Text excerpt:
Citic Securities, the mainland's biggest listed brokerage, is about to take over part of Hong Kong-based Citic Capital Markets Holdings.

The deal, which is expected to be announced today, also involved the institutional brokerage, investment bank and research house Citic Frontier, a source said.

Citic Capital is a joint-venture brokerage formed four years ago by Citic Pacific and Citic Financial Holdings, the holding company of Citic Ka Wah Bank.

Citic Securities has arranged a handful of mega-deals such as China Yangtze Power's 10 billion yuan A-share initial public offering, Air China's three billion yuan bond sale and a two billion yuan bond issue for the International Finance Corp, the World Bank's private investment arm.

The firm also opened several hundred retail outlets last year in an aggressive expansion to beef up its nationwide coverage against intense competition from foreign players.

Citic Pacific managing director Henry Fan Hung-ling and Citic Securities head Wang Dongming declined to comment yesterday.

The deal may not be large but is strategically important for Citic Securities as it enhances competitiveness and eliminates unnecessary competition within Citic Group.

Whether the transaction will involve a change in the shareholding structure of Citic Capital remains to be seen, but the source said it would lead to Citic Pacific playing down its role in Hong Kong's financial sector in favour of Citic Securities.

'The deal is structured partly for the purpose of streamlining and partly for the sake of convenience. It is easier for a mainland brokerage to squeeze its way into Hong Kong than the foreign interest to gain a foothold in China due to regulatory restrictions,' the source said.

Foreign brokerages can only hold up to 49 per cent of mainland securities firms.

Given entries:
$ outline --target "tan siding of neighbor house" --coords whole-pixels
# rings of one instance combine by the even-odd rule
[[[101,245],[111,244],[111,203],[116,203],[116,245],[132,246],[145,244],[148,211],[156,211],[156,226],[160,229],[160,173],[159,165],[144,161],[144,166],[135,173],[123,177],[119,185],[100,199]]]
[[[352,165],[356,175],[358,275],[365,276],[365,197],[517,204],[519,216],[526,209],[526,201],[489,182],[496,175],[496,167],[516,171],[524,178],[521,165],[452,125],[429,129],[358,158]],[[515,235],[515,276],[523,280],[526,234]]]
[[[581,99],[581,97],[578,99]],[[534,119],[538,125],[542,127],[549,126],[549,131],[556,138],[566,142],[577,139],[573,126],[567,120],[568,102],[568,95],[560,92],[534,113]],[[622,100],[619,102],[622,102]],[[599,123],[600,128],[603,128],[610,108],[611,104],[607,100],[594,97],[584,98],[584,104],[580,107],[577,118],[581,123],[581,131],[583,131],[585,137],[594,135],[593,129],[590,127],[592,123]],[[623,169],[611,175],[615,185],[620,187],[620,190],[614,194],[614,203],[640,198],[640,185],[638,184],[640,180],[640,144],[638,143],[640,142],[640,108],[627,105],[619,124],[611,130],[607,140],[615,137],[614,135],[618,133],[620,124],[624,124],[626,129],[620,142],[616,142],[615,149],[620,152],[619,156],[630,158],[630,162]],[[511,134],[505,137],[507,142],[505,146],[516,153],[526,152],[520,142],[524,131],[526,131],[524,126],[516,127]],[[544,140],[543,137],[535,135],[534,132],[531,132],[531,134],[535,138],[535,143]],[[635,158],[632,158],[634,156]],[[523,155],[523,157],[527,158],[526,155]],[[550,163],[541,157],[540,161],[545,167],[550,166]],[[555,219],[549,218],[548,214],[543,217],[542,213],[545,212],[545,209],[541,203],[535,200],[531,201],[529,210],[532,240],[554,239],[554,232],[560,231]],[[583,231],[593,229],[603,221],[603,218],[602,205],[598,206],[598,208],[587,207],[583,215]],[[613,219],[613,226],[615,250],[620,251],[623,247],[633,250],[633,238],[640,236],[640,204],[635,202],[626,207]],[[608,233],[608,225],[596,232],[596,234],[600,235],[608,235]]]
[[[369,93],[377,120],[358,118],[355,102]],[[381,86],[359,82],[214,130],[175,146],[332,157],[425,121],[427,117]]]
...
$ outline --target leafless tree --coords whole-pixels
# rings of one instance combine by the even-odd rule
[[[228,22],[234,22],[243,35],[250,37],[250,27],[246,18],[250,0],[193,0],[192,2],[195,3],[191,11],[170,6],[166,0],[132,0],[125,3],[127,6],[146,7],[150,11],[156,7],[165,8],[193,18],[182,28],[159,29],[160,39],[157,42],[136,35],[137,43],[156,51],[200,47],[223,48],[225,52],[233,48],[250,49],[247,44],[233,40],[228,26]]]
--
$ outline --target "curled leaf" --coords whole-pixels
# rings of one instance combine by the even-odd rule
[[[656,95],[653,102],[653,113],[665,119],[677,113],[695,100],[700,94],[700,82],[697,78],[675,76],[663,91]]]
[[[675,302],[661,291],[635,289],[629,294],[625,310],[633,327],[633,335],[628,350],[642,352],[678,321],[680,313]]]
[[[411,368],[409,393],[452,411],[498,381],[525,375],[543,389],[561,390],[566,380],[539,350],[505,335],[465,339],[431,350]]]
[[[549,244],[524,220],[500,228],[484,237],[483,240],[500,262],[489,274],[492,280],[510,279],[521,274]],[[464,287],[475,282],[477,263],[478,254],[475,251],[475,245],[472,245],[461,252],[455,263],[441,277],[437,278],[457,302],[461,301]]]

Problem description: According to the article on the Citic Securities deal, which two companies formed Citic Capital Markets Holdings as a joint venture?

Expected output: Citic Pacific and Citic Financial Holdings.